(DATA IN THIS EXERCISE)
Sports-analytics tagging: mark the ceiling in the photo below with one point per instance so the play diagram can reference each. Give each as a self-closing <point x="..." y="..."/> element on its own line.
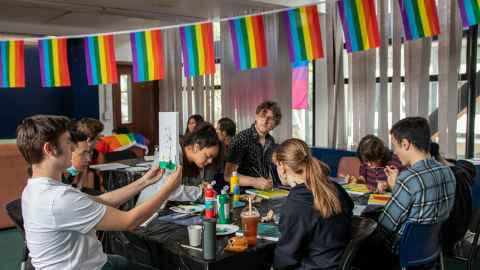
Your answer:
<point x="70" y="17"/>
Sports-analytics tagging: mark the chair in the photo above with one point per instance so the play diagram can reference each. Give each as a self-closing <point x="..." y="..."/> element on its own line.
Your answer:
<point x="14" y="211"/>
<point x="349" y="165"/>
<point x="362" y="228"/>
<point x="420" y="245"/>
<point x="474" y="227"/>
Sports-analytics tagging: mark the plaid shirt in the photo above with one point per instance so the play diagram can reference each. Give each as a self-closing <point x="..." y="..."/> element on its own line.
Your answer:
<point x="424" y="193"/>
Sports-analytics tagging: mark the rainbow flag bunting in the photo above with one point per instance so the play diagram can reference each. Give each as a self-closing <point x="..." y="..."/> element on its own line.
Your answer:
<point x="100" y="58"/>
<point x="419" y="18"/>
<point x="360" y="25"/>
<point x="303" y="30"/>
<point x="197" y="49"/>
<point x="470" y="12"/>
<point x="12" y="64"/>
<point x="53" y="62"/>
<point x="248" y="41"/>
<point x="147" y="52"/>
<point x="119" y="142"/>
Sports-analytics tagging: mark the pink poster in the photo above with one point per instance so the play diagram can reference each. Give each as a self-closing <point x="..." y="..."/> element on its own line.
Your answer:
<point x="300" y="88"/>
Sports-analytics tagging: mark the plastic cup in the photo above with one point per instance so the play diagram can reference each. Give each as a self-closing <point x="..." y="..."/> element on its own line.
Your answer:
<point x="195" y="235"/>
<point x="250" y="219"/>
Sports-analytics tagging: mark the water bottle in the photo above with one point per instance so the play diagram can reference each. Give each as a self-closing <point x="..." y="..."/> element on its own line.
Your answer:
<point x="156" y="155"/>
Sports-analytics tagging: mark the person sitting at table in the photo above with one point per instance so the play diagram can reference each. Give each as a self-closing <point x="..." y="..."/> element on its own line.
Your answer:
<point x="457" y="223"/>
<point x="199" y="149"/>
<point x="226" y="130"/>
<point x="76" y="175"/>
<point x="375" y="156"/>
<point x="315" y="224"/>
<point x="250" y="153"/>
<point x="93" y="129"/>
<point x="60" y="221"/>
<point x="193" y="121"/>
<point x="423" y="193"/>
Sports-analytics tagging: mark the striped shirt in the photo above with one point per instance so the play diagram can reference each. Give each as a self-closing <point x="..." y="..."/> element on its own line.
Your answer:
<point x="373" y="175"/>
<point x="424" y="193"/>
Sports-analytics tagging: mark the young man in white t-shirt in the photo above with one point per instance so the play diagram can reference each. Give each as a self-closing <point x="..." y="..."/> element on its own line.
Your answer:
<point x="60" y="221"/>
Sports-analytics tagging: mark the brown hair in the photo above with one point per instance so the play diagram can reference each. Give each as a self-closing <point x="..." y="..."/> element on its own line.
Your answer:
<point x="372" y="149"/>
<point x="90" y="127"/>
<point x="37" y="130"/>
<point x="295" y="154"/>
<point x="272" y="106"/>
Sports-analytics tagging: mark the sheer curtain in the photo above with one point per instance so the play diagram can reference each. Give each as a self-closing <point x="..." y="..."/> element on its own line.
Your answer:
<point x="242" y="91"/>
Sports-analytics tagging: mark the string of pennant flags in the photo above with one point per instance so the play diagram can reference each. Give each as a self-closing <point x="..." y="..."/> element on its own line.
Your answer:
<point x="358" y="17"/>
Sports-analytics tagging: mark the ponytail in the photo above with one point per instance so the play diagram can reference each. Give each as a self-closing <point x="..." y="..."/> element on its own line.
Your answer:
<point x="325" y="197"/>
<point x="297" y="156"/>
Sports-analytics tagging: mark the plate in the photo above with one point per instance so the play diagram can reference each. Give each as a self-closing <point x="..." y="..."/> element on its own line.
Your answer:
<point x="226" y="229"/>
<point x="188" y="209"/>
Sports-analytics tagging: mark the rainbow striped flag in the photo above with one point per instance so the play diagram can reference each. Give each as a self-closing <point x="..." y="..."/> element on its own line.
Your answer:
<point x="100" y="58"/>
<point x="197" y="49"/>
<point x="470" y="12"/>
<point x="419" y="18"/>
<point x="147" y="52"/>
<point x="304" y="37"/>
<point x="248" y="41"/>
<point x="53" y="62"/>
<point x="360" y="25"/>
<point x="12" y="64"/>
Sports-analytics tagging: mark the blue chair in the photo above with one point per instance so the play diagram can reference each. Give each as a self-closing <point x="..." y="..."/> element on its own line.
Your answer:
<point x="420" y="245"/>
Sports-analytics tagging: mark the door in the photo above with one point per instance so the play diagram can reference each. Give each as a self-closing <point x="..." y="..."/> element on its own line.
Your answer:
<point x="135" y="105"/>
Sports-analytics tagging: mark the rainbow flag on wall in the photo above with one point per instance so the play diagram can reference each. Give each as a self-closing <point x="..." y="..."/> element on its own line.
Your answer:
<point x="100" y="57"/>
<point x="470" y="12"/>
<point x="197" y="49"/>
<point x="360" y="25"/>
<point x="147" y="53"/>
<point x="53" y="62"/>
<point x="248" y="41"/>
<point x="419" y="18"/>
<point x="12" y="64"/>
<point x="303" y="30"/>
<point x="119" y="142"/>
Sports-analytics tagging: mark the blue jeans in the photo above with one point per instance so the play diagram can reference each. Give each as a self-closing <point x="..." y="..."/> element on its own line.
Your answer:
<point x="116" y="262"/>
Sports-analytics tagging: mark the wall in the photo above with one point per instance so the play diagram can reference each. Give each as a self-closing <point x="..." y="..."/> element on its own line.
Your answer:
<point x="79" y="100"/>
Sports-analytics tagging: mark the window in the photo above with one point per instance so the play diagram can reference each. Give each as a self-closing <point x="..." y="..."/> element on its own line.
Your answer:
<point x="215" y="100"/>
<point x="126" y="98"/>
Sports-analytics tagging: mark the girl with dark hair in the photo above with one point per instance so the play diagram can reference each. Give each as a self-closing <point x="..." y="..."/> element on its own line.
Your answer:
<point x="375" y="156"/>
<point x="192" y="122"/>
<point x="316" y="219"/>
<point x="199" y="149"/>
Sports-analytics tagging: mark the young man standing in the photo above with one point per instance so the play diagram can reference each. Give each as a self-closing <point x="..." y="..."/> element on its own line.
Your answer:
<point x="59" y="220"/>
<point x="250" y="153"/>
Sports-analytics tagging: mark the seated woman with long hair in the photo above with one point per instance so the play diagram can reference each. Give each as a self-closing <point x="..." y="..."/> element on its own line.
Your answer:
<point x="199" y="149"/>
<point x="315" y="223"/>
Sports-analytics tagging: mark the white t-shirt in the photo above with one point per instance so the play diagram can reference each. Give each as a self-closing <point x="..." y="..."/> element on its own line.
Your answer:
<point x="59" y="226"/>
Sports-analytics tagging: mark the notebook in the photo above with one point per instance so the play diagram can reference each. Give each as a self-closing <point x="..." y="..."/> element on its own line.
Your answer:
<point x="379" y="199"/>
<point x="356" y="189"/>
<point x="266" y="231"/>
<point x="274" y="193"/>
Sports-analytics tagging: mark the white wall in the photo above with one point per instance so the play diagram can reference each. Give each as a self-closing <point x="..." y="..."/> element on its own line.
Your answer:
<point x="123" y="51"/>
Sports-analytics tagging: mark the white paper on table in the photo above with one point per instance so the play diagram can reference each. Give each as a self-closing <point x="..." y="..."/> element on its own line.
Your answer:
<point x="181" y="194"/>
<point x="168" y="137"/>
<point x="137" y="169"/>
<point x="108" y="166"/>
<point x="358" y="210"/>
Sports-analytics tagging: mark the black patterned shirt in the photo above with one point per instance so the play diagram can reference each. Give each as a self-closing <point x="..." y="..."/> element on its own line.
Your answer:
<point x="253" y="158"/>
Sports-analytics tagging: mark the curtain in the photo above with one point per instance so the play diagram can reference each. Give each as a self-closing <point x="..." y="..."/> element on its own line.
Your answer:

(WHAT IS ASKED)
For this exercise, please retype exactly the lines in the listing from the line with "Sports-analytics tagging: mark the notebook" through its last line, both ends included.

(FULL OUTPUT)
Sports-analytics tagging: mark the notebook in the photo above with one point per instance so the play diagram can reference each. Give each as a self-closing <point x="..." y="..."/> element on its own line.
Your answer:
<point x="379" y="199"/>
<point x="356" y="189"/>
<point x="266" y="231"/>
<point x="274" y="193"/>
Sports-analytics tagging: mark the white wall in the photo above with one point per instance so the play diagram can reference each. Give each as a self-closing <point x="..." y="..."/> element on its own line.
Your answer:
<point x="123" y="51"/>
Sports-analytics tagging: mark the white paper on table in the photo above with one point per instance so the play diagram can reference each. Give each as a self-closing <point x="..." y="..."/> element on its own line.
Your answer:
<point x="181" y="194"/>
<point x="168" y="137"/>
<point x="137" y="169"/>
<point x="108" y="166"/>
<point x="358" y="210"/>
Sports-analytics tagging: mark the black patterned shirt in the photo above with one point per instance so the play diagram can reference each. Give each as a self-closing <point x="..." y="..."/> element on its own line.
Your answer:
<point x="253" y="158"/>
Sports-analytics tagging: mark the curtain in the photo above with one point per instance so the play diagram can reference each. Give each as a self-closing <point x="..." y="..."/> element on its own line.
Your answer:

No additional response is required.